◆ **JOBS**
1. Reproduce the garbage collection text starting with "(❗) Explicit GCs" and going on through "should naturally occur).", renaming "JVM" to "Java Virtual Machine".
2. Identify every line in the entries that contains the word "wooden", and copy each of those lines.

-- SELECTED EXTRACT start --

A simple rule to watch for on your logs is the prefix of either:

[GC ...      <- Minor GC cycle (young gen)
[Full GC ... <- Full GC cycle

(❗) Explicit GCs can also be identified, which is when something is invoking the System.gc() API. Note, this is not good thing, as something is forcing a GC cycle to occur, rather than letting the JVM trigger this on its own (what should naturally occur).

2015-09-30T12:23:44.425+0600: 195.699: [GC (System.gc()) [PSYoungGen: 39223K->3562K(76288K)] 49685K->14032K(190464K), 0.0047880 secs] [Times: user=0.02 sys=0.00, real=0.01 secs]
2015-09-30T12:23:44.430+0600: 195.704: [Full GC (System.gc()) [PSYoungGen: 3562K->0K(76288K)] [ParOldGen: 10469K->9174K(114176K)] 14032K->9174K(190464K), [Metaspace: 25137K->25137K(1071104K)], 0.0724521 secs] [Times: user=0.38 sys=0.01, real=0.07 secs]

It is generally recommended to use the -XX:+DisableExplicitGC JVM option to disable forceful GC events. This will allow the JVM to still have garbage collections, but it disables them from being triggered explicitly. The description of this option:

By default calls to System.gc() are enabled (-XX:-DisableExplicitGC). Use -XX:+DisableExplicitGC to disable calls to System.gc(). Note that the JVM still performs garbage collection when necessary.

-- SELECTED EXTRACT end --
-- INPUT MATERIAL start --

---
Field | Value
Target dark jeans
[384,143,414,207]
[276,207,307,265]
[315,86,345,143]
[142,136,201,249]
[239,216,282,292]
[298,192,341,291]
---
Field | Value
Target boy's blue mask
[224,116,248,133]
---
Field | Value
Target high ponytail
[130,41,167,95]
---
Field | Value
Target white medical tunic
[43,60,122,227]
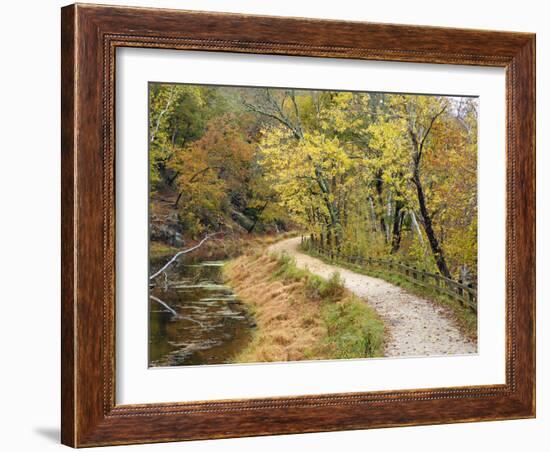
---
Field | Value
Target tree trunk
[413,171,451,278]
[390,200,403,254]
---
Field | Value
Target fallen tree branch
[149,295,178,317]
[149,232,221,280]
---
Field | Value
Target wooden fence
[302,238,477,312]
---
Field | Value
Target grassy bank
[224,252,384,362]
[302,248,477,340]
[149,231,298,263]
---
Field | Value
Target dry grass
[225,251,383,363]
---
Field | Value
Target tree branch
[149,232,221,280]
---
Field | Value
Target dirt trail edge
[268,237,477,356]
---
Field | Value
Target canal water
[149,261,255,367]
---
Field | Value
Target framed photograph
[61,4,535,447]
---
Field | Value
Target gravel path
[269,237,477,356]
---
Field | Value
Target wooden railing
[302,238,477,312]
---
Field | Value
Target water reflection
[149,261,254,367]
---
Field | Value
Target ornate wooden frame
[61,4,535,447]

-- INPUT MATERIAL end --
-- INPUT MATERIAL start --

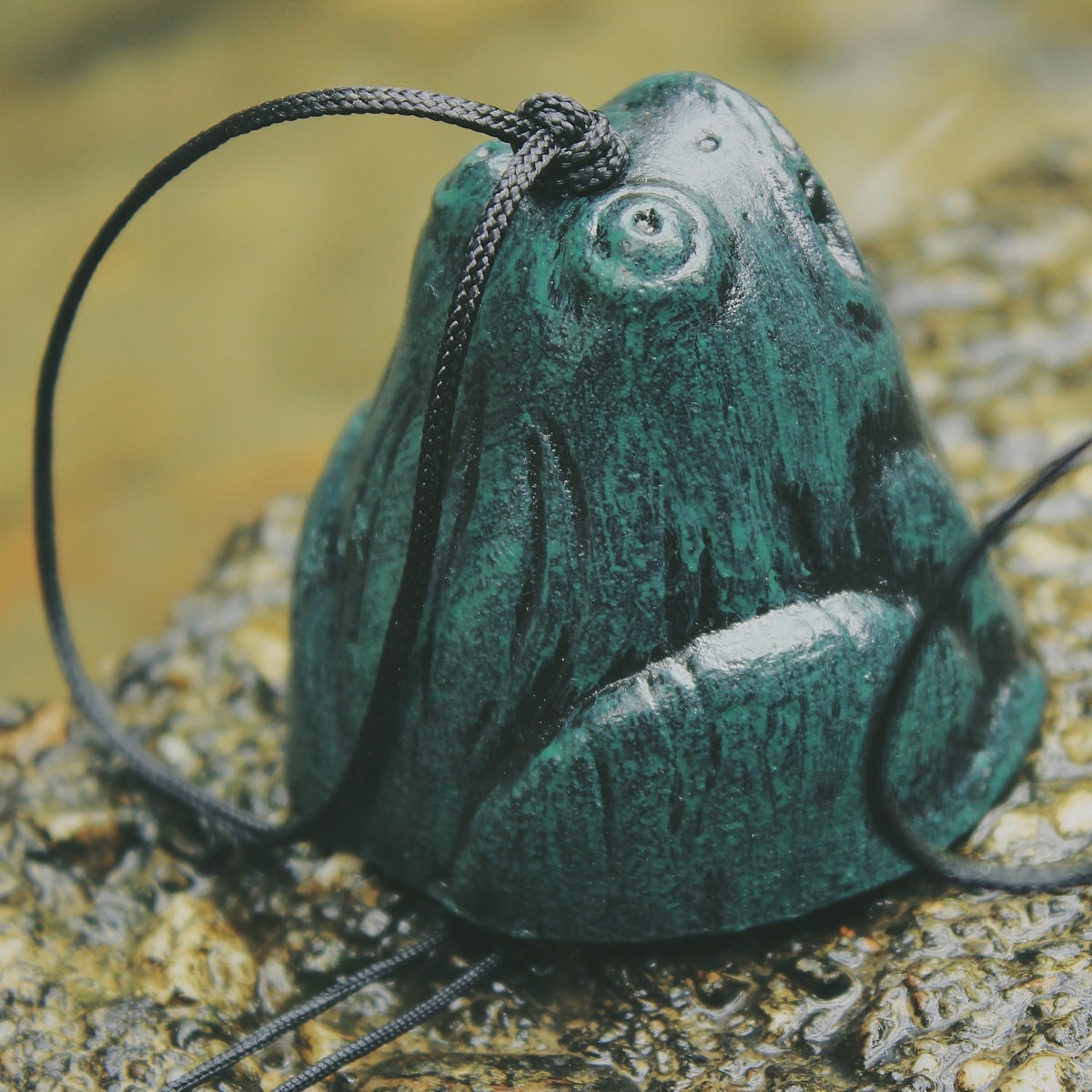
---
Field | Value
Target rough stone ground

-- INPUT MATERIAL end --

◆ **WORKED ANSWERS**
1.
(❗) Explicit GCs can also be identified, which is when something is invoking the System.gc() API. Note, this is not good thing, as something is forcing a GC cycle to occur, rather than letting the Java Virtual Machine trigger this on its own (what should naturally occur).

2.
Target wooden fence
Target wooden railing
Target ornate wooden frame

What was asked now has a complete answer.